→ **ЗАДАНИЯ**
[1] Перепишите дословно отрывок статьи о музыкальных ключах, начиная со слов «Хотя совокупный диапазон» и заканчивая словами «баса (сокращённо SATB).».
[2] Подхватите статью о музыкальных ключах и продолжите её сразу после последнего приведённого предложения.

Ключ (музыка)

Поделись знанием:
Перейти к: навигация, поиск

Ключ (итал. chiave, исп. clave от лат. clavis; в других языках — нем. Schlüssel, фр. clef, англ. clef) — знак линейной нотации, определяющий звуковысотное значение нот. Относительно линейки нотоносца, на которую указывает центральный элемент ключа, рассчитываются все другие высотные позиции нот. Основные типы ключей, принятые в классической пятилинейной тактовой нотации: ключ «соль», ключ «фа» и ключ «до».





Использование ключей

Хотя совокупный диапазон звучания различных голосов и инструментов в музыке составляет около восьми октав, диапазон отдельно взятого голоса или отдельного музыкального инструмента, как правило, гораздо у́же, что и отражено в названиях ключей: сопрановый — для сопранового регистра, альтовый — для альтового, теноровый — для тенора, басовый — для баса (сокращённо SATB).

В академической музыке Нового времени ключ используется безотносительно к «природным» вокальным или «историческим» инструментальным тесситурам. Профессиональный композитор по ходу развёртывания музыки меняет ключ произвольно (например, в фортепианной музыке — скрипичный на басовый), если такая замена кажется ему практичной. Таким образом, в классической 5-линейной нотации разнообразие ключей продиктовано удобством расположения нотных знаков в пределах стандартного 5-линейного нотоносца и облегчением визуального восприятия нотированного текста.

Ключ позволяет располагать ноты так, чтобы центр нотируемого регистра (голоса или инструмента) по возможности приходился на центральную линейку нотного стана, а добавочные линейки были бы сведены к минимуму. В некоторых исторических видах нотации добавочные линейки полностью исключались, что достигалось бо́льшим, чем это принято в классической нотации, разнообразием применения ключей.

Центральный элемент ключа указывает расположение на нотном стане соответствующей типу ключа высоты ноты. Для ключа соль центральный элемент — центр спирального завитка — указывает местоположение высоты соль первой октавы. Для ключа фа жирная точка и двоеточие — местоположение фа малой октавы. Для ключа до место стыковки (расположенных одна над другой и инвертированных) букв C — местоположение до первой октавы.

Добавление к ключу сверху или снизу индексов 8 (октавное перемещение) или 15 (двухоктавное перемещение) указывает, что нотированную музыку следует исполнять на октаву/две октавы вверх/вниз:


Ключ «соль»

Произошёл от латинской буквы G, обозначающей ноту «соль». Центральная завитушка ключа обозначает размещение ноты «соль» первой октавы.

Скрипичный ключ

Скрипичный ключ помещает ноту «соль» первой октавы на вторую линейку нотоносца. Является самым распространённым ключом. В скрипичном ключе пишутся ноты для скрипки (отсюда название), губной гармоники, большинства деревянных духовых инструментов, части медных духовых, ударных инструментов с определённой высотой звука и других инструментов с достаточно высоким звучанием. Для партий правой руки при игре на фортепиано чаще всего тоже используется скрипичный ключ. Женские вокальные партии сегодня также записывают в скрипичном ключе (хотя в прошлые века для их записи применяли особый ключ). Партии тенора и ноты для гитары также записываются в скрипичном ключе, но исполняются на октаву ниже написанного, что иногда обозначается восьмёркой под ключом.

→ **ИСХОДНЫЕ ДАННЫЕ**
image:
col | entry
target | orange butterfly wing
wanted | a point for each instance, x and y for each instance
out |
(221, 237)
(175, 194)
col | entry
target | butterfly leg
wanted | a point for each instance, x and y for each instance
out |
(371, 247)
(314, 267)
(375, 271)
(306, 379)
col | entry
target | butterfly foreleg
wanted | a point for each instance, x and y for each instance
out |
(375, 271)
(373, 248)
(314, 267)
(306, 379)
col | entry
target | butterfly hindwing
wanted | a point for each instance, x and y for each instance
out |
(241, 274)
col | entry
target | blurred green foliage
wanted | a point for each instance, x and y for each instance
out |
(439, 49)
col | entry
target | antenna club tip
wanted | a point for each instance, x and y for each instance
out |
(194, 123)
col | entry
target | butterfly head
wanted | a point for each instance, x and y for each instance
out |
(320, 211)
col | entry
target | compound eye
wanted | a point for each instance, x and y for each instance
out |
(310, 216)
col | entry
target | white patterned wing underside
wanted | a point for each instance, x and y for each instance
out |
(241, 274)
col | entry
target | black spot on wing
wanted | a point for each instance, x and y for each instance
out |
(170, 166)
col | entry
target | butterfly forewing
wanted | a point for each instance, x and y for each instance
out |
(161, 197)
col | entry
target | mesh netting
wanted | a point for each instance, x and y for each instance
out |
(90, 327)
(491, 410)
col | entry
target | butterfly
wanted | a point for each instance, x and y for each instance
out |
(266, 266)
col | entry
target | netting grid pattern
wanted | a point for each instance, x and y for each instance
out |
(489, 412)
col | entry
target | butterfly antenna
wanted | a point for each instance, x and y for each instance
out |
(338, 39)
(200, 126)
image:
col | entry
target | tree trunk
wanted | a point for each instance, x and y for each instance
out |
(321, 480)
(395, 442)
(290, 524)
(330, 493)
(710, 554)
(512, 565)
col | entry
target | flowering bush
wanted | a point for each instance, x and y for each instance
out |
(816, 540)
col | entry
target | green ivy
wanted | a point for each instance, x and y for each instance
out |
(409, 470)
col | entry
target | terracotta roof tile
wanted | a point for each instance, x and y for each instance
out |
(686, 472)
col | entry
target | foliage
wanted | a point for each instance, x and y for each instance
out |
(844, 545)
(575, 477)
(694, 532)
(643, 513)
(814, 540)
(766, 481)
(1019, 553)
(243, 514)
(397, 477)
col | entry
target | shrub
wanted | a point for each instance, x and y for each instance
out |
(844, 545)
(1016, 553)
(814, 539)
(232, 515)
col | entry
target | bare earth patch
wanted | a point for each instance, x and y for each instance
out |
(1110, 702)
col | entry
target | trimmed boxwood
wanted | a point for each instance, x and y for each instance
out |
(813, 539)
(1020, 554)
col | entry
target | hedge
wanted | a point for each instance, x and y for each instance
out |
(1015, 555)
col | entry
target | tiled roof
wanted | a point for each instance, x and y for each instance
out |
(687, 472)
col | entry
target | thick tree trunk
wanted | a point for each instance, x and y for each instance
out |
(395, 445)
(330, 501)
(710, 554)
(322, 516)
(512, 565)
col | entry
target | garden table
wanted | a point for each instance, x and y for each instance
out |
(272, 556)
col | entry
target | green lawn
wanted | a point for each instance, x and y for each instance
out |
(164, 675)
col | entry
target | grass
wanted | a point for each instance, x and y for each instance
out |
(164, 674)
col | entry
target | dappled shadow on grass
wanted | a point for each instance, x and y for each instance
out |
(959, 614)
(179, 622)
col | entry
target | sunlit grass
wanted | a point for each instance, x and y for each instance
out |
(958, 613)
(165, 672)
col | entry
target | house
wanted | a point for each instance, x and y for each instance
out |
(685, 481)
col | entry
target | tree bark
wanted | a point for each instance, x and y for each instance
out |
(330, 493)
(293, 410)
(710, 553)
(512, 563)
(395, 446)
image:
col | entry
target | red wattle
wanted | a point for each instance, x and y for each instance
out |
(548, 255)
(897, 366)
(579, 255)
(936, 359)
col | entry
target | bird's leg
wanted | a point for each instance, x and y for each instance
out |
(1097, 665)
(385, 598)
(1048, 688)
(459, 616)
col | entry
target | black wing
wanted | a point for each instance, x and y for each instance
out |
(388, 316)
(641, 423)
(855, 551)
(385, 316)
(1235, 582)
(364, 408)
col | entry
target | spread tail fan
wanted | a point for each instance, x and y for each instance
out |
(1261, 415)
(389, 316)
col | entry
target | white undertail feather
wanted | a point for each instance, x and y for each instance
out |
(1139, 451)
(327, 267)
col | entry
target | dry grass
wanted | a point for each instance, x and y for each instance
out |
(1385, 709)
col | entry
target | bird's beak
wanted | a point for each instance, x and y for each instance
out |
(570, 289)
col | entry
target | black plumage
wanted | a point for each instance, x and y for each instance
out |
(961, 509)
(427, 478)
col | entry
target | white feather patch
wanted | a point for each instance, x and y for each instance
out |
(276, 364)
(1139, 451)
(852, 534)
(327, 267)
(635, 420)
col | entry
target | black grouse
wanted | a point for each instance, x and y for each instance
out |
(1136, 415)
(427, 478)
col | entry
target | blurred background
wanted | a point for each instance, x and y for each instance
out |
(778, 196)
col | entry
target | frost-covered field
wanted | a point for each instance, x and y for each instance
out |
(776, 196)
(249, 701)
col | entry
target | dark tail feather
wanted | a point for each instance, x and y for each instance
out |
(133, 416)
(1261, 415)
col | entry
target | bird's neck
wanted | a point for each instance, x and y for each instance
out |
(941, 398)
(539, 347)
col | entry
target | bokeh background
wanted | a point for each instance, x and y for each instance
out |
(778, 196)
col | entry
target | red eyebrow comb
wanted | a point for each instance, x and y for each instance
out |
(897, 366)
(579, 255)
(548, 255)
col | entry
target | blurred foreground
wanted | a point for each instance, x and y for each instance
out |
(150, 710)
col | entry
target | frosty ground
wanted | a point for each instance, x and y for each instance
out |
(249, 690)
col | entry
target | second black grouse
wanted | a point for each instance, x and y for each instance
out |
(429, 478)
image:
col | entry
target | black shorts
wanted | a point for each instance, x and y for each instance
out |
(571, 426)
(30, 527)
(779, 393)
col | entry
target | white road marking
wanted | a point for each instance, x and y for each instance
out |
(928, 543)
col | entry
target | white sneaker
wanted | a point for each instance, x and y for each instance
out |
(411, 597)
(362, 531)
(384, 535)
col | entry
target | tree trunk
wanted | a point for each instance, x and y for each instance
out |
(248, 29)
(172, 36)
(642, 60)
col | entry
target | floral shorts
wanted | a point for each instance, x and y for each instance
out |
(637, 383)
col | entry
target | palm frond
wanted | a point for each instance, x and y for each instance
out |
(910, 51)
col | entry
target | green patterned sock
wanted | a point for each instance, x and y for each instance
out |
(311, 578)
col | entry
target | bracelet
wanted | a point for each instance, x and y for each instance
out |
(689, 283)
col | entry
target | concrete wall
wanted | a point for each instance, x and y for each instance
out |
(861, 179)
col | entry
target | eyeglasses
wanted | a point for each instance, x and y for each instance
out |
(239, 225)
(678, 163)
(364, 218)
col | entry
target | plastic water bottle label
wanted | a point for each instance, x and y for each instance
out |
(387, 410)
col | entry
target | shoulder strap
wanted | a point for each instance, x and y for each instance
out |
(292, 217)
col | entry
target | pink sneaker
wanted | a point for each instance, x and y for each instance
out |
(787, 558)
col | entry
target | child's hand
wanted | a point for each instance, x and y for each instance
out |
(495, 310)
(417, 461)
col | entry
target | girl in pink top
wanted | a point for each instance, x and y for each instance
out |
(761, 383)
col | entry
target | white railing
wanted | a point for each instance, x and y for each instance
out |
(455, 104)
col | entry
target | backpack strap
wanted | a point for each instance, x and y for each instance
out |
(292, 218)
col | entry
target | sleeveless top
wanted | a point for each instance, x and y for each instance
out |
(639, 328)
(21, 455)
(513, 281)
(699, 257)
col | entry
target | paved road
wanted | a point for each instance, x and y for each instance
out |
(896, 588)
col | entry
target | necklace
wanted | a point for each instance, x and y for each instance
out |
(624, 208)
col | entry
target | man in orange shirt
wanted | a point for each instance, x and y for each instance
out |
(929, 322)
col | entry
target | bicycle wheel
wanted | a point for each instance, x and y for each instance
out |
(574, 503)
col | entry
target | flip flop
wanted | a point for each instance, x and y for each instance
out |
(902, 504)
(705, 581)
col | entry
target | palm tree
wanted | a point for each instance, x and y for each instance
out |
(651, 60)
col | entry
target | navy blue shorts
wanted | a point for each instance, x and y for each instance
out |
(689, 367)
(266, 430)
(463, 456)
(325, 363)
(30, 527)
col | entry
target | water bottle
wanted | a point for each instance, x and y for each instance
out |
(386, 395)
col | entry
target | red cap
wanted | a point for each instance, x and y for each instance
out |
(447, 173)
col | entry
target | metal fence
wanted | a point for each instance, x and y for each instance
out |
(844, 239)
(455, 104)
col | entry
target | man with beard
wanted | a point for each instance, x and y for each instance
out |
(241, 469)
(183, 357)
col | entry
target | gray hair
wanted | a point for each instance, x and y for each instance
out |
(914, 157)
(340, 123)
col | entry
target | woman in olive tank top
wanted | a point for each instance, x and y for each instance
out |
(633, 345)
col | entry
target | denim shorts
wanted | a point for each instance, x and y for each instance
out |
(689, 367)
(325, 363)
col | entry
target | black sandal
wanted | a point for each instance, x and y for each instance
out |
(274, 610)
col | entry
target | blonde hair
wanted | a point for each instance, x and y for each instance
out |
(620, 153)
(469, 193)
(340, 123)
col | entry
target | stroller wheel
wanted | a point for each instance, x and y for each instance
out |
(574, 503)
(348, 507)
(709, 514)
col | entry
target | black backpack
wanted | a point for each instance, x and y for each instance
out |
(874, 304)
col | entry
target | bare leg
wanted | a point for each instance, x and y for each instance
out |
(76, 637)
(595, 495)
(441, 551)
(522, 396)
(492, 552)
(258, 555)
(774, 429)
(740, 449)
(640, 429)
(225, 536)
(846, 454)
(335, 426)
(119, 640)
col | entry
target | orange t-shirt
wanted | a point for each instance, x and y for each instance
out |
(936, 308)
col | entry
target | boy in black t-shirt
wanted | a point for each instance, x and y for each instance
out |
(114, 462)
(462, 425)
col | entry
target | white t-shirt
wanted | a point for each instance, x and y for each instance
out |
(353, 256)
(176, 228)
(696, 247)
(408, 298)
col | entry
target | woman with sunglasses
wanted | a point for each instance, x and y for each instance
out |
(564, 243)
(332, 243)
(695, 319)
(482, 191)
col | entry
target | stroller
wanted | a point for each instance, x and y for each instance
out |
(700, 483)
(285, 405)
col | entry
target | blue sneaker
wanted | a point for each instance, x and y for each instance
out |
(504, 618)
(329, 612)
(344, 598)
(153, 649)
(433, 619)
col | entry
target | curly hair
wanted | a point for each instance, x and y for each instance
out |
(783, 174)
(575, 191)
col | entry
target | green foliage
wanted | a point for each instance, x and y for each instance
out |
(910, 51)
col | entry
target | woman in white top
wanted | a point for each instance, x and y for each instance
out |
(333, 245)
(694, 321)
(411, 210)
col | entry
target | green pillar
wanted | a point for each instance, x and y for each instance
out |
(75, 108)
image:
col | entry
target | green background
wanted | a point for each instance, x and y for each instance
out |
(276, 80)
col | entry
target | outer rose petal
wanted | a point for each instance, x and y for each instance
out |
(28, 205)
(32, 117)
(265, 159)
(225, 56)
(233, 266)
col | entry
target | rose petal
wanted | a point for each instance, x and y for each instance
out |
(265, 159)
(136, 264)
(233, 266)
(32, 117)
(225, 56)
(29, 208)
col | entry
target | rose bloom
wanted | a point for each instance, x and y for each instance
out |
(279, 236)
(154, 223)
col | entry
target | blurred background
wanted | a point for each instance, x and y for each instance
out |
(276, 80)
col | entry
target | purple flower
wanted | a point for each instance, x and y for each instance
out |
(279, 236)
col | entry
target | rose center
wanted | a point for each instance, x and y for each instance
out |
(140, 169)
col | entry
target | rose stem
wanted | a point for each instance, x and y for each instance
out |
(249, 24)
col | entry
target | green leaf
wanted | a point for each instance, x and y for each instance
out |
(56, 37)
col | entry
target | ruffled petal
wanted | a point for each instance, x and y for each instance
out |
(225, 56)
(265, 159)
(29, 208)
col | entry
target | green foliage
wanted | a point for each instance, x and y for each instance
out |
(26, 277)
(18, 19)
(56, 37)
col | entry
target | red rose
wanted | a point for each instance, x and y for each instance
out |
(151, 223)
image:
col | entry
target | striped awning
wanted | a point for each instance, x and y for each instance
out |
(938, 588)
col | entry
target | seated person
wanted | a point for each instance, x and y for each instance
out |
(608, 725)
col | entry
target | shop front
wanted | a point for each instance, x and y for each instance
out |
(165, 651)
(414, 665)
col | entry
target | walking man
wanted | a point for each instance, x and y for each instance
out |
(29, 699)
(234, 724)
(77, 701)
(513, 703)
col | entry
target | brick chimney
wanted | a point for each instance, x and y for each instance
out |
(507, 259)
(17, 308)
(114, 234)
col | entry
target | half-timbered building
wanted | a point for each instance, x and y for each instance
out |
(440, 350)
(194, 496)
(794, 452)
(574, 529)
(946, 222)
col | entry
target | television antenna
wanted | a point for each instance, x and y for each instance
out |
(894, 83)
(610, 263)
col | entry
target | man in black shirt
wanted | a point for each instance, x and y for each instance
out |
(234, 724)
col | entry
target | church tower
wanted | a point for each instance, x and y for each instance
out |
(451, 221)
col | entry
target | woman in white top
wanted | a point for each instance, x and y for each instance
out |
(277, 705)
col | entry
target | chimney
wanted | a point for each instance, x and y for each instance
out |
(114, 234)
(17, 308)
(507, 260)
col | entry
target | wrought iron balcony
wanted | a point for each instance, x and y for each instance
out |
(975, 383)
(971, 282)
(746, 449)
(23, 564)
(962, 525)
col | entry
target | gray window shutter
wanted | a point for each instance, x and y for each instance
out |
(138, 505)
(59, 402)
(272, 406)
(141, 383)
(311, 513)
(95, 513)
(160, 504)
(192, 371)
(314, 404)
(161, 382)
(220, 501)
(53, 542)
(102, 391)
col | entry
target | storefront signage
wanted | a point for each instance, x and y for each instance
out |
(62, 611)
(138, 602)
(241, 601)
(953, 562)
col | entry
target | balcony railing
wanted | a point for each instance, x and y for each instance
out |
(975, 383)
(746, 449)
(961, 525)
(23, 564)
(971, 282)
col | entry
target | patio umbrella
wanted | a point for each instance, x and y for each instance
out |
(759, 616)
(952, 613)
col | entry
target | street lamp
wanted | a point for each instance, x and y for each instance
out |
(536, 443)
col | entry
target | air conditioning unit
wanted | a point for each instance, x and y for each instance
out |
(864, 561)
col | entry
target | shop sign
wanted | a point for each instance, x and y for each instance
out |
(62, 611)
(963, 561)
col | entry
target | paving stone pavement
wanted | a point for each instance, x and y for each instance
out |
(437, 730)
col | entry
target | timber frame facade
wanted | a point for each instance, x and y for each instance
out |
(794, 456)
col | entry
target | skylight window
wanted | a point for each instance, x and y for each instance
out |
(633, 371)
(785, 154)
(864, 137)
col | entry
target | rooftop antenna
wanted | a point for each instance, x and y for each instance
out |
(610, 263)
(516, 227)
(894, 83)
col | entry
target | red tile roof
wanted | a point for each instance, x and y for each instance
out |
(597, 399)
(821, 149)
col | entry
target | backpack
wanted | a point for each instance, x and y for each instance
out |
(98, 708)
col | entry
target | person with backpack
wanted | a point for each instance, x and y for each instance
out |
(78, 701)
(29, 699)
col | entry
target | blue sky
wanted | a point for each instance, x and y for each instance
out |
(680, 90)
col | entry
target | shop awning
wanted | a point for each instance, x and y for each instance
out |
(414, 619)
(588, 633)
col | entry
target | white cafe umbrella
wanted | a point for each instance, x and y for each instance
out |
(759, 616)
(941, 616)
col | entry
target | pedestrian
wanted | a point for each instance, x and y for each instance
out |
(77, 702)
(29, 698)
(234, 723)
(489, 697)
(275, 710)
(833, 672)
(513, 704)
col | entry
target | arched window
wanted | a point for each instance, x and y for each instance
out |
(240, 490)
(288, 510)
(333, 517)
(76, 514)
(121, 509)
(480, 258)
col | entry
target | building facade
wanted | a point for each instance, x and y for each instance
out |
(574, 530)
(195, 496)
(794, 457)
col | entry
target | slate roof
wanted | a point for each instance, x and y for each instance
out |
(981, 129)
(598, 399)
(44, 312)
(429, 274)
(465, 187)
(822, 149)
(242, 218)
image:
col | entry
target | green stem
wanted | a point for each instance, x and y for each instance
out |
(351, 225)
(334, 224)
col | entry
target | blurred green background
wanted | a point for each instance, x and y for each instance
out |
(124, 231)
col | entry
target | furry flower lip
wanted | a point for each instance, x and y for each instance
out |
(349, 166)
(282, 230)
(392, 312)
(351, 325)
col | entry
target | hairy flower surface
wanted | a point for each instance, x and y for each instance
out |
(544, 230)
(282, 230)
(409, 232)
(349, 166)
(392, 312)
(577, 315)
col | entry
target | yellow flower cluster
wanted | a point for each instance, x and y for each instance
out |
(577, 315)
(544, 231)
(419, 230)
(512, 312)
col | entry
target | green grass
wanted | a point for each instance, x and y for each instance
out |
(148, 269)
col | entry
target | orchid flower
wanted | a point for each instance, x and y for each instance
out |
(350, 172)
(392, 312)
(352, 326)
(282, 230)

→ **ОТВЕТЫ**
[1]
Хотя совокупный диапазон звучания различных голосов и инструментов в музыке составляет около восьми октав, диапазон отдельно взятого голоса или отдельного музыкального инструмента, как правило, гораздо у́же, что и отражено в названиях ключей: сопрановый — для сопранового регистра, альтовый — для альтового, теноровый — для тенора, басовый — для баса (сокращённо SATB).

[2]
Старофранцузский ключ

Старофранцузский ключ помещает ноту «соль» первой октавы на первую строку нотоносца. Использовался во Франции в XVII—XVIII вв. (период барокко) в музыке для скрипки и флейты. Другие названия — французский ключ, французский скрипичный ключ. Этот ключ определяет самую высокую тесситуру среди остальных ключей.

Ключ «фа»

Завитушка и две точки (произошедшие от двух перекладинок буквы F) окружают линейку, на которую помещается нота «фа» малой октавы. Обычно понятия «ключ „фа“» и «басовый ключ» используются как синонимы, но в истории существовали и другие ключи «фа».

Басовый ключ

Басовый ключ помещает ноту «фа» малой октавы на четвертую линейку нотоносца. Второй по распространённости ключ после скрипичного. Этим ключом пользуются инструменты с низким звучанием: виолончель, фагот и т. д. В басовом ключе обычно пишется партия левой руки для фортепиано. Вокальная музыка для баса и баритона также пишется обычно в басовом ключе. Партия контрабаса, записанная в басовом ключе, исполняется на октаву ниже.

Баритоновый ключ

Баритоновый ключ помещает ноту «фа» малой октавы на третью (среднюю) линейку нотоносца.

Басо-профундовый ключ

Басо-профундовый (от итал. basso profundo), или большой басовый ключ — самый низкий ключ, помещает ноту «фа» малой октавы на верхнюю линейку нотоносца. В основном применяется в старинной музыкальной литературе и сейчас уже вышел из использования.

Ключ «до»

Произошёл от латинской буквы C, обозначающей ноту «до». Средняя часть ключа между двумя завитками определяет расположение ноты «до» первой октавы.

Альтовый ключ

Альтовый ключ помещает ноту «до» первой октавы на среднюю линейку нотоносца. В альтовом ключе пишутся партии для альтов и тромбонов, иногда вокальные партии.

Теноровый ключ

Теноровый помещает ноту «до» первой октавы на четвёртую линейку нотоносца. Используется для фаготов, виолончелей, тромбонов и контрабасов.

Меццо-сопрановый ключ

Меццо-сопрановый ключ помещает ноту «до» первой октавы на вторую линейку нотоносца.

Сопрановый (дискантовый) ключ

Сопрановый , или дискантовый ключ помещает ноту «до» первой октавы на первую линейку нотоносца.

Баритоновый ключ

Баритоновый помещает ноту «до» первой октавы на пятую линейку нотоносца. Ноты в этом ключе совпадают с нотами в баритоновом ключе «фа».

Ключи для нотации ударных инструментов

Для ударных инструментов без определённой высоты звучания применяется специальный «нейтральный» ключ. Его назначение отличается от назначения остальных ключей в том смысле, что он не показывает высоту ноты, а просто назначает стан для обозначения партии того или иного ударного инструмента. См. также Ударная установка.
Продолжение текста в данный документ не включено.